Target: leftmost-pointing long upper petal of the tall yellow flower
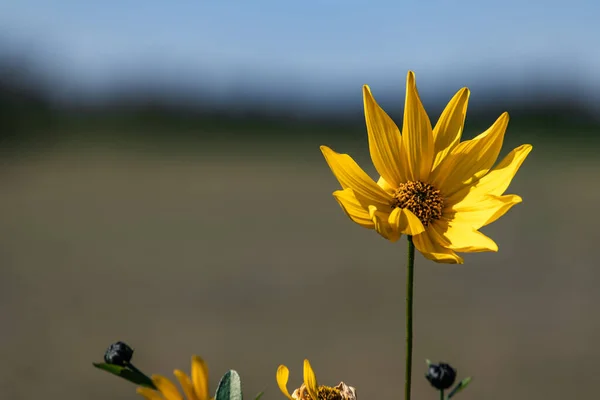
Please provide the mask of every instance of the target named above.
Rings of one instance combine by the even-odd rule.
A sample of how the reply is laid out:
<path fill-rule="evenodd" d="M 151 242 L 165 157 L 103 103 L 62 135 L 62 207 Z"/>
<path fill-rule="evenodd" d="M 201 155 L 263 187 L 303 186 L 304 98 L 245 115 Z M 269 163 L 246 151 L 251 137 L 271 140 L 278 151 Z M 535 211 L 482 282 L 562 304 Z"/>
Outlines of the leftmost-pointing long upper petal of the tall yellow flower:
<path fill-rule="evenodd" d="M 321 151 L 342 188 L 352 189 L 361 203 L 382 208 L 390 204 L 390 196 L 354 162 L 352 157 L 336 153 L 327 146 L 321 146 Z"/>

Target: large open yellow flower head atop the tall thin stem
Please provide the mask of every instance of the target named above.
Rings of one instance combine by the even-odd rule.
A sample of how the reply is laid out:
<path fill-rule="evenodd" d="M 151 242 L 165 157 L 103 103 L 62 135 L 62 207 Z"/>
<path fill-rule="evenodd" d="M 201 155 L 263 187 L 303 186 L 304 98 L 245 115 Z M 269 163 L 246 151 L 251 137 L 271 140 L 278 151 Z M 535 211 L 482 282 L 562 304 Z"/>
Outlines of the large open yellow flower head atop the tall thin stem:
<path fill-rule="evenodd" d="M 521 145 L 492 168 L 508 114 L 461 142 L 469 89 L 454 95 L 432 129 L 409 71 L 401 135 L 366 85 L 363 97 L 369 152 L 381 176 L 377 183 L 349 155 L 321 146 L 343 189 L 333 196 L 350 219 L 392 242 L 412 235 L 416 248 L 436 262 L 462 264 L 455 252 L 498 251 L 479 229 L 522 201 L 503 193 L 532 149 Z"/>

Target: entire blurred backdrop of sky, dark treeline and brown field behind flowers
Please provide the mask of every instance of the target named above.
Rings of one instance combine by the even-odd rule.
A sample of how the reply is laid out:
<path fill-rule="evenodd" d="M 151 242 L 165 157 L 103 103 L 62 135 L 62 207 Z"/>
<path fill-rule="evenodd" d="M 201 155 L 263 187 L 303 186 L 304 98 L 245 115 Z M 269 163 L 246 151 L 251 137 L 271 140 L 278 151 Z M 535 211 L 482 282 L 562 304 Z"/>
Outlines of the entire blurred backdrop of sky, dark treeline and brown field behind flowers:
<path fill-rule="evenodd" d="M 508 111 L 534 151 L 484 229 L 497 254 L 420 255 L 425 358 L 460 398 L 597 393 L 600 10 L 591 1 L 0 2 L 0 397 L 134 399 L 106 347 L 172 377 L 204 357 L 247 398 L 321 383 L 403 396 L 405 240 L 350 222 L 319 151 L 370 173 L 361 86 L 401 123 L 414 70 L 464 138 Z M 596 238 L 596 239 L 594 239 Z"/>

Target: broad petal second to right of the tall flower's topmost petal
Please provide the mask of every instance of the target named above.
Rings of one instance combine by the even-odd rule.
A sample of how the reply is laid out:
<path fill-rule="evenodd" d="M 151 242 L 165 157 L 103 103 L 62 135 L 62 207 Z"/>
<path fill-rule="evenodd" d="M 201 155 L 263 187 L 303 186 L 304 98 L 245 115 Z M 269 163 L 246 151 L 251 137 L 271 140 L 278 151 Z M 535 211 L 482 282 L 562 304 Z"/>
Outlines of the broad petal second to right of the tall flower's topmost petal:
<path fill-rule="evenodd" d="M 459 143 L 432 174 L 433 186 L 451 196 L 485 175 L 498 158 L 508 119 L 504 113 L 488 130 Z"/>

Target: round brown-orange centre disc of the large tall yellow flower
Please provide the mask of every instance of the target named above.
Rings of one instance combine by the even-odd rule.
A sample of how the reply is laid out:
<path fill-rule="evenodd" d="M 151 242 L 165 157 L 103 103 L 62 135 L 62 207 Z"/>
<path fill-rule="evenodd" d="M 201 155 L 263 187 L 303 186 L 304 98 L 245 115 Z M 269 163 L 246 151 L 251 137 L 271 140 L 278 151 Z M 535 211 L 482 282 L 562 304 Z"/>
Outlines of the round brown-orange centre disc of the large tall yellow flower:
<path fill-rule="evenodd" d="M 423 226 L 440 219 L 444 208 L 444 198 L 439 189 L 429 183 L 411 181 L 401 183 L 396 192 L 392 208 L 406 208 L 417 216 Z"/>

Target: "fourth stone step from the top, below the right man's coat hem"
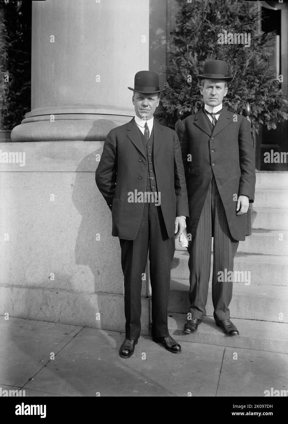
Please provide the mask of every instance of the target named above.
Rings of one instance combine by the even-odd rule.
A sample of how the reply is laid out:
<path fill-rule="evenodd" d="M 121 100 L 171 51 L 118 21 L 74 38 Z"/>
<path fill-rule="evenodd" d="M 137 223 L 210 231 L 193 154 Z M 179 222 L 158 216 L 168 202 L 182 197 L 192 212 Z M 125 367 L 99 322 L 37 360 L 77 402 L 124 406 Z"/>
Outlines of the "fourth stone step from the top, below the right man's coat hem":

---

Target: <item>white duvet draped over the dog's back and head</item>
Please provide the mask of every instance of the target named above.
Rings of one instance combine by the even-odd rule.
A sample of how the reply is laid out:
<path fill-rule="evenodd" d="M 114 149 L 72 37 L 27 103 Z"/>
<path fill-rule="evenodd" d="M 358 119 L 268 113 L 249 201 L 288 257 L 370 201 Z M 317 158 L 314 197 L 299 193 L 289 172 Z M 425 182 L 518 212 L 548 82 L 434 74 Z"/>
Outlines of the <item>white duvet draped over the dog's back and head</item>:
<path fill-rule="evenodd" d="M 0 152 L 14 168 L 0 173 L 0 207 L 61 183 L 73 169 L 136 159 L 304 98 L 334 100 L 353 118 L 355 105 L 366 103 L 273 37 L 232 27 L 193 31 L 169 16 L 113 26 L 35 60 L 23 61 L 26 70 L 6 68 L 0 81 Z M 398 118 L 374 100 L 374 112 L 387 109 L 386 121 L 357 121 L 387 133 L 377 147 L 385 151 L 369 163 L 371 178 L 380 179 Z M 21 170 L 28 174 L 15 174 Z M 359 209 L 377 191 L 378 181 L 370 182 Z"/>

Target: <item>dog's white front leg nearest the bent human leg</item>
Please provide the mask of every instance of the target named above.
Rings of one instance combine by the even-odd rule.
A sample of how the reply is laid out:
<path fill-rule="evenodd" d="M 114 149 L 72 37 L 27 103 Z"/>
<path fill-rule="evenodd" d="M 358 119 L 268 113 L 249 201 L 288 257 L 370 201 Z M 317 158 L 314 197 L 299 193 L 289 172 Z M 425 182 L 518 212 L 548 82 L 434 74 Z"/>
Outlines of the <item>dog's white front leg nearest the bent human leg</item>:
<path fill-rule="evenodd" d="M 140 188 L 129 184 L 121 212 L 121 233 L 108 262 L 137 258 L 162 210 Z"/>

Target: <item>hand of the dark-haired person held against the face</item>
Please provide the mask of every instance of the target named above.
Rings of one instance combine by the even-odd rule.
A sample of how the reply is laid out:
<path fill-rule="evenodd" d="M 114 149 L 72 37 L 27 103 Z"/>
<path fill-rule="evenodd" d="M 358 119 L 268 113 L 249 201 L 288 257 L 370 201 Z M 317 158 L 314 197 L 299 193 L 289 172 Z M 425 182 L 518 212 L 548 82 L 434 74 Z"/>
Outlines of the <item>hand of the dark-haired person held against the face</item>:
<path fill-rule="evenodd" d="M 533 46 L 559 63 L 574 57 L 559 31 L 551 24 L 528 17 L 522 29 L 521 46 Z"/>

Exercise instructions
Set aside each line above that includes the string "below" and report it.

Response area
Target: "fourth stone step from the top, below the right man's coat hem"
Outlines of the "fourth stone step from the top, below the right man's coat hem":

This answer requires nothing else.